Start of TEXT PASSAGE

Market Will Test the Upper End of the Range This Morning – Resistance Has Been Stiff
Posted 9:30 - PRE-OPEN MARKET COMMENTS MONDAY - The market is trapped in a trading range from SPY $272 to $295 and we will test resistance today. Asset Managers need clarity. The speed of the reopening and consumer spending will determine market direction. This will be a relatively choppy week and the volume will decrease ahead of a major holiday.
Last week the SPY challenged resistance at SPY $295 and we saw steady selling and a reversal off of that high. The downward momentum continued and we tested the low end of the range Wednesday. Stocks immediately reversed off of that low and that was a sign that buyers are still engaged.
Earnings season did not provided clarity. Most companies are not providing guidance because they don't know what to expect.
Economic data points have been horrific and I question the reliability. Businesses and data collection agencies have been closed so we don’t know if the numbers are accurate. Besides, most of these economic reports are backwards looking.
The entire world is trying to reopen and we are seeing new Coronavirus "hotspots". People are afraid that new cases will spike as stores and restaurants reopen. Temperature scans are being used extensively and social distancing procedures will continue.

End of TEXT PASSAGE
Start of ENTRIES SHOWN

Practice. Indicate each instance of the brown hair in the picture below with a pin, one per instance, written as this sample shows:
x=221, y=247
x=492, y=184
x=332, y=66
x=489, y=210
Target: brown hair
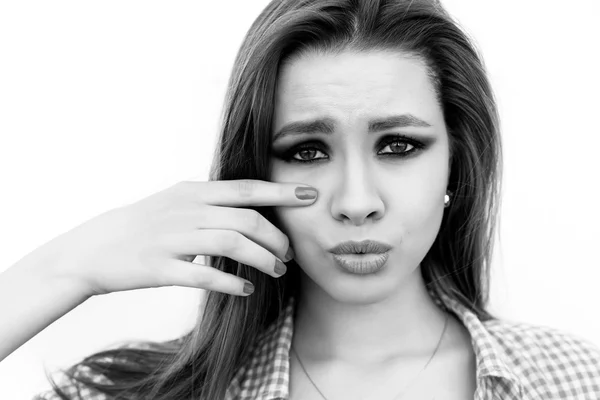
x=202, y=363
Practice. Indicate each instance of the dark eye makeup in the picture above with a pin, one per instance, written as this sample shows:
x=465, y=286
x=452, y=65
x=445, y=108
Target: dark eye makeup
x=316, y=145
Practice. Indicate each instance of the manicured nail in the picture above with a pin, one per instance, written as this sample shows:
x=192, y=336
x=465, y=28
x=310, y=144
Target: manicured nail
x=248, y=288
x=290, y=254
x=280, y=267
x=306, y=193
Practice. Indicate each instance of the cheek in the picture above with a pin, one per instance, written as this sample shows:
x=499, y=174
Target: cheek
x=296, y=222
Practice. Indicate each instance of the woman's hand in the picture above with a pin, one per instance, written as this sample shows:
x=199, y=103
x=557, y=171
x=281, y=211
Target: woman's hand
x=152, y=242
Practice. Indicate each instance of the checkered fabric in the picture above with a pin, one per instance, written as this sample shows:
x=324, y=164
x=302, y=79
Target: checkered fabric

End of ENTRIES SHOWN

» **PROBLEM STATEMENT**:
Translate this sentence from the market commentary into Spanish: "Stocks immediately reversed off of that low and that was a sign that buyers are still engaged."

» **RESPONSE AREA**:
Las acciones revirtieron de inmediato desde ese mínimo y eso fue una señal de que los compradores siguen participando.